Photo object pointing data:
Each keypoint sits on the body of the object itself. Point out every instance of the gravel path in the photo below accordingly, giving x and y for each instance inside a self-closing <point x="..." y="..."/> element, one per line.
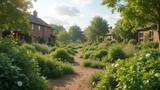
<point x="77" y="81"/>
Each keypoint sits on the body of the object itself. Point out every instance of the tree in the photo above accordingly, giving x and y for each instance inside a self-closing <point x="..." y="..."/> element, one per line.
<point x="139" y="13"/>
<point x="123" y="34"/>
<point x="57" y="28"/>
<point x="99" y="26"/>
<point x="63" y="36"/>
<point x="13" y="15"/>
<point x="75" y="32"/>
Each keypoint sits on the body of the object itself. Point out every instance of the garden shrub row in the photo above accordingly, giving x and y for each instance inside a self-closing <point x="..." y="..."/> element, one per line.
<point x="140" y="72"/>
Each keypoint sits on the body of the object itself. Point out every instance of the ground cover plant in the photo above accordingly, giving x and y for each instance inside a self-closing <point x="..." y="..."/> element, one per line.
<point x="138" y="72"/>
<point x="18" y="68"/>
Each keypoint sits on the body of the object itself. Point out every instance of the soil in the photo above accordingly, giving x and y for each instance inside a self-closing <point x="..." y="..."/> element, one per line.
<point x="77" y="81"/>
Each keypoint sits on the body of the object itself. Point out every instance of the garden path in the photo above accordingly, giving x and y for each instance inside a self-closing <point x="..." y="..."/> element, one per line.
<point x="77" y="81"/>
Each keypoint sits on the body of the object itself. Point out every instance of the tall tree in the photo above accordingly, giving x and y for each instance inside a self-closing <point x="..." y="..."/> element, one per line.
<point x="123" y="34"/>
<point x="13" y="15"/>
<point x="57" y="28"/>
<point x="99" y="26"/>
<point x="75" y="32"/>
<point x="63" y="36"/>
<point x="139" y="13"/>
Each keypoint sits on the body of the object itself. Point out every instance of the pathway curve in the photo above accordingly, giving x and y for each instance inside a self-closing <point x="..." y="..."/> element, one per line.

[GOAL OF THE EXERCISE] Put every line of the data above into a Markdown table with two columns, Row and Data line, numbering the rows and leaving out blank lines. Omit the pictures.

[RESPONSE BELOW]
| Row | Data line |
|---|---|
| 1 | Each keypoint sits on the body of the object itself. Point out every instance of the gravel path in the photo below accordingly, giving x and y for each instance inside a self-closing <point x="..." y="..."/> element, one per line. |
| 2 | <point x="77" y="81"/> |
| 3 | Each keypoint sits on the body of the object itself. Point out every instance of the tree in the photo above accordingly, giving x and y for each instance inside a self-closing <point x="..." y="..."/> element, one per line. |
| 4 | <point x="139" y="13"/> |
| 5 | <point x="123" y="34"/> |
| 6 | <point x="57" y="28"/> |
| 7 | <point x="99" y="26"/> |
| 8 | <point x="63" y="36"/> |
| 9 | <point x="13" y="15"/> |
| 10 | <point x="75" y="32"/> |
| 11 | Each keypoint sits on the body of the object itself. Point out every instance of the garden shrub row in the photo above accordingly, giving x and y for each instance inside a self-closing <point x="..." y="..."/> element, one per line. |
| 12 | <point x="140" y="72"/> |
| 13 | Each keypoint sits on the body of the object itself. Point out every instance of the ground cover plant in the photo above accordingly, giving x and y for each instance inside a self-closing <point x="..." y="..."/> element, one per line. |
| 14 | <point x="138" y="72"/> |
| 15 | <point x="18" y="68"/> |
| 16 | Each keypoint sits on the body of the object itself. Point out every instance of the soil in the photo above accordingly, giving x and y for each instance inside a self-closing <point x="..." y="..."/> element, one per line. |
| 17 | <point x="77" y="81"/> |
| 18 | Each keypoint sits on the body of the object itself. Point out every instance of the garden path in the photo above accordingly, giving x and y for each instance inside a self-closing <point x="..." y="..."/> element, one per line. |
| 19 | <point x="77" y="81"/> |
| 20 | Each keypoint sits on the body of the object itself. Point out every instance of the tall tree in the photo above accordingly, giving x and y for each instance inside a self-closing <point x="..." y="..."/> element, one per line. |
| 21 | <point x="123" y="34"/> |
| 22 | <point x="13" y="15"/> |
| 23 | <point x="57" y="28"/> |
| 24 | <point x="99" y="26"/> |
| 25 | <point x="75" y="32"/> |
| 26 | <point x="63" y="36"/> |
| 27 | <point x="139" y="13"/> |
| 28 | Each keypoint sits on the body of the object itself. Point out every instance of the pathway curve in the photo above accordingly, giving x and y for each instance inside a self-closing <point x="..." y="..."/> element, one per line. |